--- Begin ---
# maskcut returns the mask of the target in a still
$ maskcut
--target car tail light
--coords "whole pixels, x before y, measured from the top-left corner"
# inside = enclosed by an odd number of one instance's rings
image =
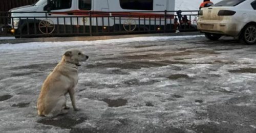
[[[220,10],[218,13],[218,16],[232,16],[236,13],[235,11],[230,10]]]
[[[198,13],[198,15],[199,16],[203,16],[203,10],[200,10],[200,11],[199,11],[199,12]]]

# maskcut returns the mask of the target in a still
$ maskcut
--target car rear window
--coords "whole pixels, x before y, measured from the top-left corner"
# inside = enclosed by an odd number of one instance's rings
[[[215,7],[234,7],[246,0],[224,0],[216,3]]]

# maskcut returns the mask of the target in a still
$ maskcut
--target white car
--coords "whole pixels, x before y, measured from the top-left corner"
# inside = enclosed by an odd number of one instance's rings
[[[202,8],[197,27],[210,40],[228,36],[255,43],[256,0],[224,0]]]

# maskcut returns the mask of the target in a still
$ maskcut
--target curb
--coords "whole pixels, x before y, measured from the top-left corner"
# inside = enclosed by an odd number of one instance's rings
[[[161,33],[161,34],[124,35],[115,35],[115,36],[22,38],[22,39],[0,40],[0,45],[1,44],[5,44],[5,43],[15,44],[15,43],[28,43],[28,42],[63,42],[63,41],[95,41],[99,40],[127,38],[133,38],[133,37],[138,37],[178,36],[193,36],[193,35],[203,35],[203,33],[199,32],[183,32],[183,33]]]

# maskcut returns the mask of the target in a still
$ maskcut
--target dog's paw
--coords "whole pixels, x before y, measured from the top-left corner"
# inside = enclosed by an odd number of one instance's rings
[[[80,111],[80,109],[77,108],[74,108],[74,111]]]

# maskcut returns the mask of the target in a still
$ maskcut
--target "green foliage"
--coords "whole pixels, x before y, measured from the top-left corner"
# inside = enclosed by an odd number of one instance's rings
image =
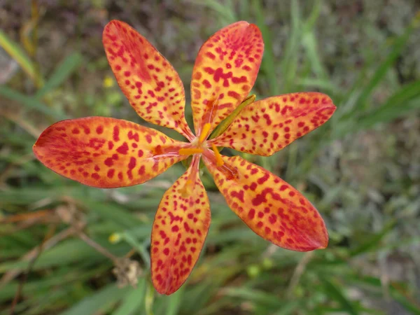
[[[35,57],[13,27],[18,19],[26,29],[29,8],[23,14],[10,5],[0,21],[0,46],[22,69],[0,86],[0,315],[11,307],[33,315],[420,314],[414,0],[150,0],[118,9],[85,2],[38,8],[49,14],[29,23],[40,36]],[[55,14],[64,11],[75,20]],[[104,59],[101,30],[111,18],[155,38],[186,89],[204,40],[236,20],[255,22],[265,42],[253,90],[258,99],[304,90],[331,96],[337,110],[321,128],[270,158],[244,155],[307,195],[328,227],[328,248],[291,252],[258,237],[204,173],[212,222],[203,254],[178,292],[155,293],[152,223],[182,166],[141,186],[99,190],[59,176],[31,150],[57,120],[138,121]],[[140,263],[135,288],[117,286],[112,270],[124,257]]]

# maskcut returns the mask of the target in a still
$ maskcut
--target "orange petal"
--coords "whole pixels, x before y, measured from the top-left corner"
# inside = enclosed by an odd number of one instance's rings
[[[223,156],[206,166],[227,204],[251,229],[274,244],[293,251],[324,248],[328,234],[311,203],[280,178],[238,156]]]
[[[262,58],[264,43],[256,25],[237,22],[217,31],[198,52],[191,81],[195,134],[211,131],[248,95]]]
[[[198,175],[200,155],[163,195],[152,230],[152,280],[169,295],[186,281],[210,225],[209,198]]]
[[[225,133],[209,143],[270,156],[321,126],[335,111],[331,99],[321,93],[269,97],[244,108]]]
[[[38,160],[60,175],[113,188],[144,183],[186,158],[178,154],[183,144],[134,122],[87,117],[50,126],[33,149]]]
[[[183,85],[171,64],[123,22],[108,23],[102,41],[118,85],[140,117],[190,140],[193,136],[184,118]]]

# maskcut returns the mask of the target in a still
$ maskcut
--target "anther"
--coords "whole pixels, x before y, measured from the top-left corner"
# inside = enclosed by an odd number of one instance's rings
[[[191,155],[192,154],[202,153],[203,148],[183,148],[179,149],[179,154],[181,155]]]
[[[214,157],[216,158],[216,164],[218,167],[222,166],[225,162],[222,159],[222,155],[219,153],[218,150],[214,144],[211,144],[211,148],[214,151]]]
[[[209,131],[210,130],[211,127],[211,124],[209,122],[205,123],[203,126],[201,134],[200,134],[200,138],[198,138],[198,141],[200,144],[202,144],[203,141],[207,139],[207,136],[209,136]]]

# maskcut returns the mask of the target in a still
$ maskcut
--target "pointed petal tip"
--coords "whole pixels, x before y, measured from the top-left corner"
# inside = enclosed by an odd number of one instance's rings
[[[186,158],[173,155],[158,162],[150,158],[180,144],[134,122],[94,116],[48,127],[33,150],[41,163],[59,175],[89,186],[115,188],[144,183]]]
[[[200,257],[210,225],[210,206],[198,174],[200,160],[164,194],[151,237],[152,281],[169,295],[187,280]]]

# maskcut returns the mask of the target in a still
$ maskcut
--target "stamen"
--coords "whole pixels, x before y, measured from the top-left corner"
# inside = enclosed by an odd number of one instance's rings
[[[192,192],[194,191],[194,186],[195,184],[195,178],[196,176],[198,176],[198,169],[200,165],[200,155],[194,155],[192,158],[192,161],[191,162],[191,165],[188,169],[189,174],[187,175],[187,177],[185,178],[186,181],[185,184],[180,187],[178,189],[178,192],[181,194],[183,198],[187,198],[190,196]]]
[[[214,151],[214,157],[216,158],[216,164],[218,167],[222,166],[225,162],[222,160],[222,155],[219,153],[217,147],[214,144],[211,144],[211,148]]]
[[[191,155],[192,154],[202,153],[202,148],[183,148],[179,149],[179,154],[181,155]]]
[[[204,140],[207,139],[209,136],[209,131],[210,130],[210,127],[211,127],[211,124],[206,122],[203,126],[203,129],[202,129],[201,134],[200,134],[200,138],[198,139],[198,141],[200,144],[202,144]]]

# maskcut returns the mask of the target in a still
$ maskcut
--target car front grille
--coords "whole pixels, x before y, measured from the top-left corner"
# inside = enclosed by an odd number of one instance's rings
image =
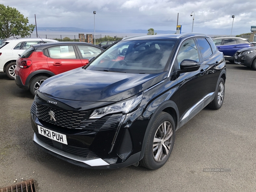
[[[47,145],[55,148],[54,144],[52,142],[52,140],[40,135],[37,133],[35,133],[35,134],[36,137],[39,140]],[[56,148],[69,154],[86,158],[98,157],[97,155],[89,149],[74,147],[64,144],[61,144],[61,145],[62,145],[61,148],[60,148],[59,147]]]
[[[50,111],[54,112],[56,121],[50,119]],[[102,117],[94,122],[82,122],[88,111],[70,111],[52,108],[33,102],[31,112],[44,122],[65,128],[99,131],[117,128],[122,114],[114,114]]]
[[[54,113],[56,121],[51,120],[49,112]],[[69,128],[81,128],[87,124],[81,121],[88,111],[70,111],[52,108],[33,102],[31,107],[31,112],[36,114],[38,118],[44,121],[56,125]]]

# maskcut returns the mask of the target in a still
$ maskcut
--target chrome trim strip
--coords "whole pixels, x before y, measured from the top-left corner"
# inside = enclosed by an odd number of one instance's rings
[[[208,94],[208,95],[205,96],[203,99],[202,99],[199,102],[198,102],[197,103],[196,103],[195,105],[192,106],[191,107],[191,108],[190,108],[189,109],[189,110],[186,113],[185,113],[185,114],[182,117],[182,119],[181,119],[181,121],[182,121],[185,118],[186,118],[186,117],[189,116],[189,115],[190,114],[190,113],[191,113],[191,112],[197,106],[199,105],[201,103],[203,102],[203,101],[206,100],[208,98],[209,98],[211,96],[212,96],[214,93],[214,92],[210,93],[209,94]]]
[[[49,145],[42,142],[41,140],[39,140],[36,137],[36,135],[35,133],[34,134],[34,136],[33,137],[33,140],[36,143],[38,144],[41,146],[42,147],[45,148],[46,149],[58,155],[61,155],[61,156],[73,160],[79,161],[84,163],[87,164],[91,166],[107,166],[109,165],[108,163],[103,160],[100,158],[90,159],[90,160],[87,160],[87,159],[83,157],[77,157],[75,155],[73,155],[70,154],[69,154],[65,152],[62,151],[61,150],[57,149],[52,147],[51,146]]]
[[[187,33],[184,34],[183,35],[180,35],[180,36],[184,36],[186,35],[187,35]],[[187,38],[186,38],[184,39],[183,40],[182,40],[182,41],[180,43],[179,47],[177,47],[177,49],[176,49],[176,52],[175,53],[175,55],[174,57],[174,59],[173,59],[172,60],[172,64],[171,64],[171,67],[170,68],[170,70],[169,71],[169,73],[168,73],[168,75],[167,76],[168,78],[170,77],[170,76],[171,75],[171,72],[172,72],[172,68],[173,67],[173,66],[174,65],[174,62],[175,62],[175,60],[177,56],[177,55],[178,54],[178,52],[179,51],[179,50],[180,49],[180,47],[181,44],[183,43],[183,42],[184,41],[185,41],[188,40],[188,39],[190,39],[190,38],[195,39],[195,38],[198,38],[198,37],[202,37],[202,38],[208,37],[205,35],[201,34],[200,33],[196,33],[194,34],[194,35],[195,35],[191,36],[191,37],[188,37]]]
[[[165,80],[163,80],[163,81],[159,82],[158,83],[157,83],[156,84],[155,84],[154,85],[152,86],[152,87],[148,88],[148,89],[145,89],[144,90],[143,93],[145,93],[147,92],[149,90],[150,90],[151,89],[153,89],[153,88],[156,87],[156,86],[157,86],[157,85],[161,84],[162,83],[163,83],[164,82]]]

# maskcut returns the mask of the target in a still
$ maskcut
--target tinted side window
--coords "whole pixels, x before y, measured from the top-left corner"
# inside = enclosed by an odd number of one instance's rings
[[[203,59],[204,60],[211,55],[212,52],[211,46],[205,38],[197,38],[196,39],[203,55]]]
[[[207,38],[206,40],[208,42],[210,45],[211,46],[211,47],[212,48],[212,52],[215,52],[217,51],[217,47],[214,44],[213,41],[212,41],[212,40],[210,38]]]
[[[96,57],[102,52],[101,49],[90,46],[78,45],[77,47],[83,58],[84,59]]]
[[[249,41],[247,39],[236,39],[236,41],[238,41],[239,44],[249,44]]]
[[[24,42],[24,44],[22,47],[21,47],[21,49],[27,49],[30,47],[30,45],[33,45],[34,44],[37,44],[40,43],[39,41],[25,41]]]
[[[72,45],[56,46],[48,48],[49,56],[53,58],[76,58]]]
[[[199,61],[198,51],[193,39],[189,39],[183,42],[179,50],[176,59],[179,66],[184,59]]]
[[[20,42],[18,44],[17,44],[16,46],[13,48],[14,49],[20,49],[20,46],[21,46],[21,44],[22,44],[23,42]]]
[[[235,39],[224,39],[224,45],[233,45],[234,44],[237,44],[237,42]]]
[[[221,39],[214,39],[213,41],[215,45],[221,45]]]

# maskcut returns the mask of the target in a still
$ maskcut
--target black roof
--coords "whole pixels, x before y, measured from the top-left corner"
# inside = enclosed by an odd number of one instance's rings
[[[131,40],[168,40],[171,39],[179,39],[185,38],[189,37],[209,37],[206,35],[196,33],[186,33],[181,34],[165,34],[156,35],[137,35],[124,38],[122,41]]]
[[[83,42],[52,42],[52,43],[47,43],[45,44],[35,44],[32,45],[32,46],[35,48],[35,49],[37,50],[42,50],[43,49],[47,48],[49,47],[52,47],[53,46],[58,46],[59,45],[61,46],[65,46],[65,45],[87,45],[93,47],[96,47],[97,48],[101,49],[102,50],[103,49],[99,47],[97,47],[95,46],[94,45],[93,45],[92,44],[89,44],[88,43],[84,43]]]

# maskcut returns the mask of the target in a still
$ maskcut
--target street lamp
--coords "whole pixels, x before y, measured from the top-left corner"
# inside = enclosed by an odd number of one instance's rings
[[[232,35],[232,29],[233,29],[233,23],[234,23],[234,18],[235,18],[235,15],[232,15],[232,18],[233,18],[233,22],[232,22],[232,27],[231,28],[231,33],[230,33],[230,37]]]
[[[194,13],[194,16],[192,14]],[[193,32],[193,26],[194,26],[194,20],[195,20],[195,12],[192,12],[191,14],[190,14],[191,17],[193,16],[193,23],[192,23],[192,32]]]
[[[93,11],[93,15],[94,16],[94,45],[95,44],[95,14],[96,14],[96,11]]]

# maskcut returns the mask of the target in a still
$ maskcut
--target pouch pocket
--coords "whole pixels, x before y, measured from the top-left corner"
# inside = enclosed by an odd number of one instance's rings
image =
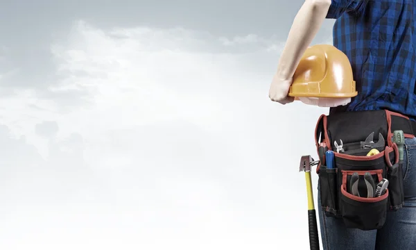
[[[364,231],[381,228],[385,222],[389,190],[387,189],[381,197],[367,198],[367,192],[360,193],[359,196],[353,195],[351,193],[352,188],[348,188],[348,185],[351,184],[351,178],[354,172],[358,174],[358,185],[361,185],[360,183],[365,183],[363,177],[366,172],[371,174],[376,185],[383,178],[383,169],[341,170],[341,172],[343,183],[340,187],[340,207],[343,219],[347,228],[360,228]],[[363,190],[362,188],[360,191],[361,190]]]
[[[338,215],[338,177],[336,169],[327,169],[321,165],[319,172],[319,185],[322,210],[327,216]]]
[[[390,209],[395,211],[403,207],[404,203],[403,174],[401,165],[399,163],[396,163],[391,167],[388,166],[387,179],[390,190],[389,197]]]

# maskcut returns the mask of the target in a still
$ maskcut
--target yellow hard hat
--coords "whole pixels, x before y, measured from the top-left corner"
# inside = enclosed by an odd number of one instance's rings
[[[309,47],[293,75],[288,96],[307,104],[333,107],[356,96],[356,82],[347,55],[333,45]]]

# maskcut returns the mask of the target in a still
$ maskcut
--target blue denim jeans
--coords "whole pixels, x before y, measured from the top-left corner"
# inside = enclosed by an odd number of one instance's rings
[[[404,206],[388,212],[381,229],[346,228],[341,219],[326,217],[318,186],[318,213],[324,250],[416,249],[416,138],[406,138],[404,151]]]

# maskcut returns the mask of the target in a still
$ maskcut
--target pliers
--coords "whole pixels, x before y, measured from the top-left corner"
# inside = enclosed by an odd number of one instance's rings
[[[353,195],[361,197],[360,192],[358,191],[358,181],[360,176],[358,173],[354,172],[351,176],[350,181],[350,189],[351,193]],[[364,181],[365,181],[365,185],[367,187],[367,198],[373,198],[375,194],[376,184],[374,180],[369,172],[365,172],[364,174]]]

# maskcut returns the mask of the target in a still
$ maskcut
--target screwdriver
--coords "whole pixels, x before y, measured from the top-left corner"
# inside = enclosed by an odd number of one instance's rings
[[[328,151],[328,147],[325,142],[321,142],[319,144],[319,160],[321,162],[321,165],[325,165],[325,153]]]
[[[327,160],[327,169],[333,169],[333,165],[335,164],[333,151],[331,151],[331,150],[327,151],[326,153],[325,158],[327,158],[326,159]]]

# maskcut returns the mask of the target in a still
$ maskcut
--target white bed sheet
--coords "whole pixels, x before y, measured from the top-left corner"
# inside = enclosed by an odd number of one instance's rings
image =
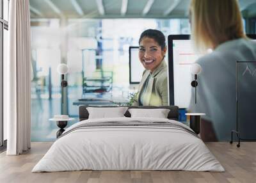
[[[153,118],[86,120],[99,122],[168,122]],[[198,138],[168,127],[118,127],[79,129],[57,139],[32,172],[81,170],[188,170],[224,171],[220,162]]]

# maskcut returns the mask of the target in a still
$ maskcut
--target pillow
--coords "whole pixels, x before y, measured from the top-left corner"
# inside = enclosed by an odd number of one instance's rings
[[[88,119],[125,117],[127,107],[86,107],[89,113]]]
[[[150,117],[167,118],[170,109],[129,109],[131,118]]]

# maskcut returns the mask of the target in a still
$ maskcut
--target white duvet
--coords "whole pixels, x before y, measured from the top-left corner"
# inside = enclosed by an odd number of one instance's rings
[[[81,170],[188,170],[224,171],[224,168],[198,138],[164,127],[98,127],[68,131],[83,123],[168,122],[152,118],[86,120],[68,128],[32,172]]]

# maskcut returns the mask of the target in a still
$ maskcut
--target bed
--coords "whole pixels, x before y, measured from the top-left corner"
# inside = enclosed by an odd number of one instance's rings
[[[80,122],[64,132],[32,172],[225,171],[201,139],[177,121],[177,106],[160,107],[170,109],[167,118],[131,117],[127,111],[124,117],[88,119],[86,107],[79,106]]]

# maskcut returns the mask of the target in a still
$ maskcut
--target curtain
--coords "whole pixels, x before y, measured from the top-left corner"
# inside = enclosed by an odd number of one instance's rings
[[[31,145],[29,1],[10,1],[9,7],[6,154],[18,155]]]

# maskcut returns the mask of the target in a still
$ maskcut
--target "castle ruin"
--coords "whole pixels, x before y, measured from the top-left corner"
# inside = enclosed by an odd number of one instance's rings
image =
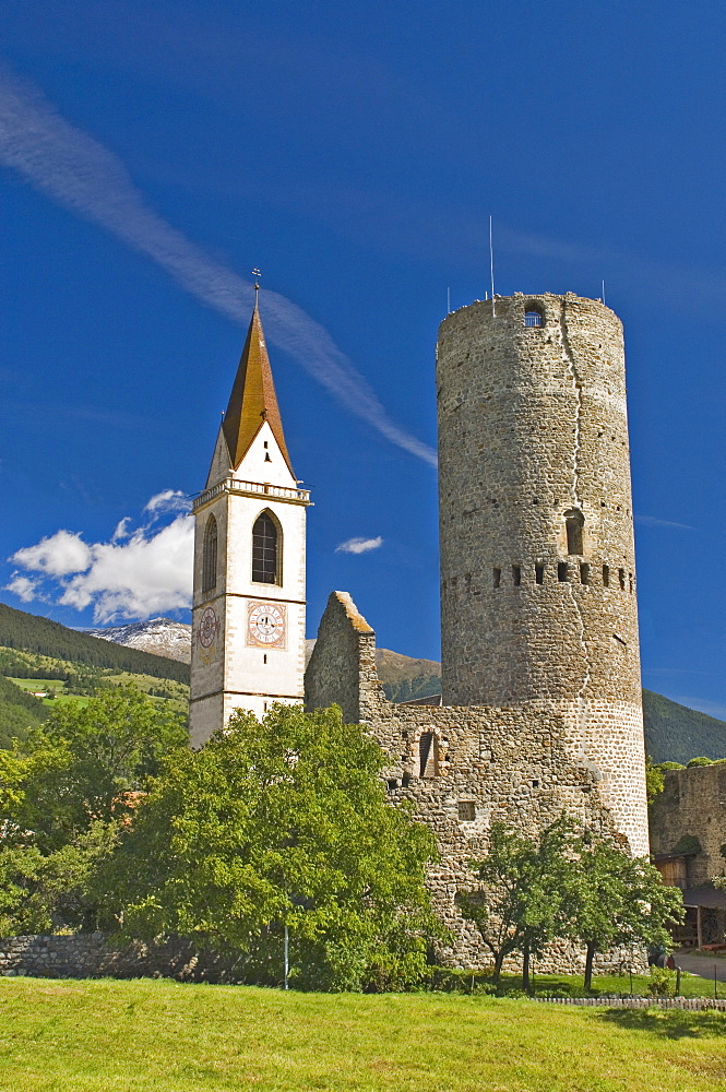
[[[475,965],[455,895],[492,820],[534,836],[566,811],[648,848],[621,323],[571,293],[474,302],[441,323],[437,399],[442,695],[389,702],[373,630],[333,592],[305,702],[337,703],[389,755],[391,799],[438,840],[430,888],[448,957]],[[194,506],[195,745],[233,705],[302,698],[309,496],[257,305],[230,407]],[[552,969],[572,963],[550,953]]]

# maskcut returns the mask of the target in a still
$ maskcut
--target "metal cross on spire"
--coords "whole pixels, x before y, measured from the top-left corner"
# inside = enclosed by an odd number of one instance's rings
[[[254,306],[258,306],[258,296],[260,294],[260,277],[262,274],[259,269],[252,270],[252,276],[254,277]]]

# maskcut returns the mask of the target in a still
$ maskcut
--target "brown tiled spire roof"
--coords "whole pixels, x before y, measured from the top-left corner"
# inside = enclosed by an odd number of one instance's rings
[[[265,420],[272,428],[290,474],[295,477],[285,443],[283,422],[255,298],[252,321],[247,332],[247,341],[222,425],[234,470],[241,463]]]

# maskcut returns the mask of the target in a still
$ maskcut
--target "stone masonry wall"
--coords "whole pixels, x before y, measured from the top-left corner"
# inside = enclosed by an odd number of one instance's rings
[[[0,975],[43,978],[177,978],[181,982],[236,982],[234,962],[169,941],[124,948],[100,933],[0,939]]]
[[[392,704],[376,675],[373,631],[343,593],[329,600],[306,693],[308,708],[337,702],[348,719],[357,709],[356,720],[390,756],[384,775],[391,800],[410,802],[415,816],[433,830],[441,859],[431,867],[428,883],[435,907],[455,938],[443,952],[452,964],[488,962],[475,927],[461,917],[454,899],[473,883],[468,860],[486,852],[492,820],[534,836],[567,811],[581,828],[624,842],[604,805],[597,774],[572,760],[568,717],[555,703],[510,709]],[[538,965],[580,969],[582,952],[554,946]]]
[[[726,762],[668,770],[665,787],[651,805],[651,846],[656,855],[674,852],[679,841],[697,838],[701,852],[689,860],[689,887],[726,871]]]
[[[646,853],[621,323],[570,293],[475,302],[437,361],[443,702],[549,700]]]

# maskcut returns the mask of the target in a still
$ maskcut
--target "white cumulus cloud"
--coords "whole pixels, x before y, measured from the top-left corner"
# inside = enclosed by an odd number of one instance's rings
[[[80,534],[58,531],[35,546],[16,550],[17,566],[7,590],[23,603],[57,603],[85,610],[107,625],[186,609],[191,605],[194,521],[179,513],[185,495],[166,489],[144,507],[145,525],[130,530],[124,517],[108,542],[86,543]],[[185,503],[183,508],[188,508]],[[163,513],[175,518],[159,526]]]
[[[13,565],[48,577],[68,577],[91,565],[91,548],[73,531],[57,531],[35,546],[25,546],[10,558]]]
[[[41,600],[40,581],[33,580],[32,577],[24,577],[22,572],[13,572],[11,581],[5,584],[5,591],[12,592],[23,603],[32,603],[34,600]]]
[[[367,554],[368,550],[378,549],[383,545],[380,535],[377,538],[348,538],[335,547],[336,554]]]

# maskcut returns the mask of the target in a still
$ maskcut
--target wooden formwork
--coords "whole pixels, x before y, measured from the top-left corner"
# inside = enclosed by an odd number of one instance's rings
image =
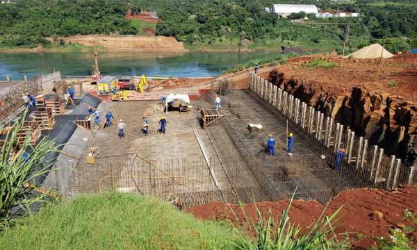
--- End ---
■ **What is asked**
Format every line from the start of the rows through the line containing "[[[80,111],[80,109],[77,108],[74,108],[74,111]]]", both included, as a Markdown table with the columns Index (a running number) and Content (the line), skipping blank lines and leaving the pictures out.

■ **Result**
| Index | Content |
|---|---|
| 1 | # maskcut returns the mask of the target in a still |
| 2 | $ maskcut |
| 3 | --target car tail light |
| 4 | --coords "whole pixels, x before y, measured from the top-left corner" |
| 5 | # inside = enclosed by an odd number of one instance's rings |
| 6 | image = |
| 7 | [[[220,10],[218,13],[218,16],[232,16],[236,13],[235,11],[230,10]]] |
| 8 | [[[198,13],[198,15],[199,16],[203,16],[203,10],[200,10],[200,11],[199,11],[199,12]]] |
| 9 | # maskcut returns the mask of the target in a still |
| 10 | $ maskcut |
| 11 | --target car rear window |
| 12 | --coords "whole pixels, x before y, measured from the top-left corner" |
| 13 | # inside = enclosed by an odd number of one instance's rings |
| 14 | [[[215,7],[234,7],[246,0],[224,0],[216,3]]] |
| 15 | # maskcut returns the mask of the target in a still |
| 16 | $ maskcut |
| 17 | --target white car |
| 18 | --coords "whole pixels, x before y, measured from the top-left corner" |
| 19 | # inside = enclosed by an odd number of one instance's rings |
| 20 | [[[202,8],[197,27],[210,40],[228,36],[255,43],[256,0],[224,0]]] |
| 21 | # maskcut returns the mask of the target in a still |
| 22 | $ maskcut |
| 23 | --target curb |
| 24 | --coords "whole pixels, x before y, measured from the top-left corner" |
| 25 | # inside = enclosed by an odd number of one instance's rings |
| 26 | [[[161,33],[161,34],[124,35],[115,35],[115,36],[22,38],[22,39],[0,40],[0,45],[1,44],[5,44],[5,43],[15,44],[15,43],[28,43],[28,42],[63,42],[63,41],[95,41],[99,40],[127,38],[133,38],[133,37],[138,37],[178,36],[193,36],[193,35],[203,35],[203,33],[199,32],[183,32],[183,33]]] |
| 27 | # maskcut returns the mask of the target in a still |
| 28 | $ maskcut |
| 29 | --target dog's paw |
| 30 | --coords "whole pixels, x before y, measured from the top-left corner" |
| 31 | # inside = enclosed by an odd number of one instance's rings |
| 32 | [[[80,111],[80,109],[77,108],[74,108],[74,111]]] |